**ACTION ITEM:** From the line containing "Pin the tall" down to the last line of the data, output each line word for word and include nothing else.

Point-per-instance localization data:
+===+

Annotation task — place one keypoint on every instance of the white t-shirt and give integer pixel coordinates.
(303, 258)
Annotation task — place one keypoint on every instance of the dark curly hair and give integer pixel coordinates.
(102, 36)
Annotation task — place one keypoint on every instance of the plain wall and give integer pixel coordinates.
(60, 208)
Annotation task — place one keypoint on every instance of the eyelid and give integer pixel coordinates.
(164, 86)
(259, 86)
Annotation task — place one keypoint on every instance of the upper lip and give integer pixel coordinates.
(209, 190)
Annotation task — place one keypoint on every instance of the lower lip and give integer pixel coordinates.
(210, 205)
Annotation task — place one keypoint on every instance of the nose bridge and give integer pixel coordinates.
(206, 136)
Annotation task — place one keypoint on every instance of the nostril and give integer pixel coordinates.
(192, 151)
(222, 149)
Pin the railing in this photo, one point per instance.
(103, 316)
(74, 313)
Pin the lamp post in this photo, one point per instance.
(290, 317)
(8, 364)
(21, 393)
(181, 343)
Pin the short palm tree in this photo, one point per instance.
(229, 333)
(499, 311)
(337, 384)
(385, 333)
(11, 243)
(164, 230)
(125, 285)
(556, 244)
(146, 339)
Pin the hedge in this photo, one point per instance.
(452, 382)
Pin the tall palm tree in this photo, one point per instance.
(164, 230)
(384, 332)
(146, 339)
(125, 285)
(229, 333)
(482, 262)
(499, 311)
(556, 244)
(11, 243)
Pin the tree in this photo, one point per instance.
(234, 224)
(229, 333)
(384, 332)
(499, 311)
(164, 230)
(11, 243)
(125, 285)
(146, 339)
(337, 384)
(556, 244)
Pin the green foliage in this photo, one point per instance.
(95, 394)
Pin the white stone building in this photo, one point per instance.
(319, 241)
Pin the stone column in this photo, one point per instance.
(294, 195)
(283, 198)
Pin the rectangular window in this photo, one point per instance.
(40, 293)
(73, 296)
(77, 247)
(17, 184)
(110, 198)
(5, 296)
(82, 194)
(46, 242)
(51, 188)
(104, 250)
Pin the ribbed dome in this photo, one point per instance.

+===+

**ANSWER SECTION:**
Pin the tall palm tree in this photo, one point per instance.
(164, 230)
(384, 332)
(146, 339)
(125, 285)
(229, 333)
(482, 262)
(499, 311)
(556, 244)
(11, 243)
Pin the tree in this photo, one point per instance.
(234, 224)
(229, 333)
(384, 332)
(499, 311)
(164, 230)
(11, 243)
(125, 285)
(146, 339)
(337, 384)
(556, 244)
Pin the green foliage in this photo, one point per instance.
(95, 394)
Pin the white stone building in this photo, one point per instance.
(319, 241)
Pin the stone column in this photo, one point per instance.
(294, 195)
(283, 198)
Pin the rectangular window in this photo, one point per instance.
(40, 293)
(73, 296)
(77, 247)
(17, 184)
(110, 198)
(5, 296)
(82, 194)
(46, 242)
(51, 188)
(104, 250)
Pin the ribbed dome in this photo, one point per instance.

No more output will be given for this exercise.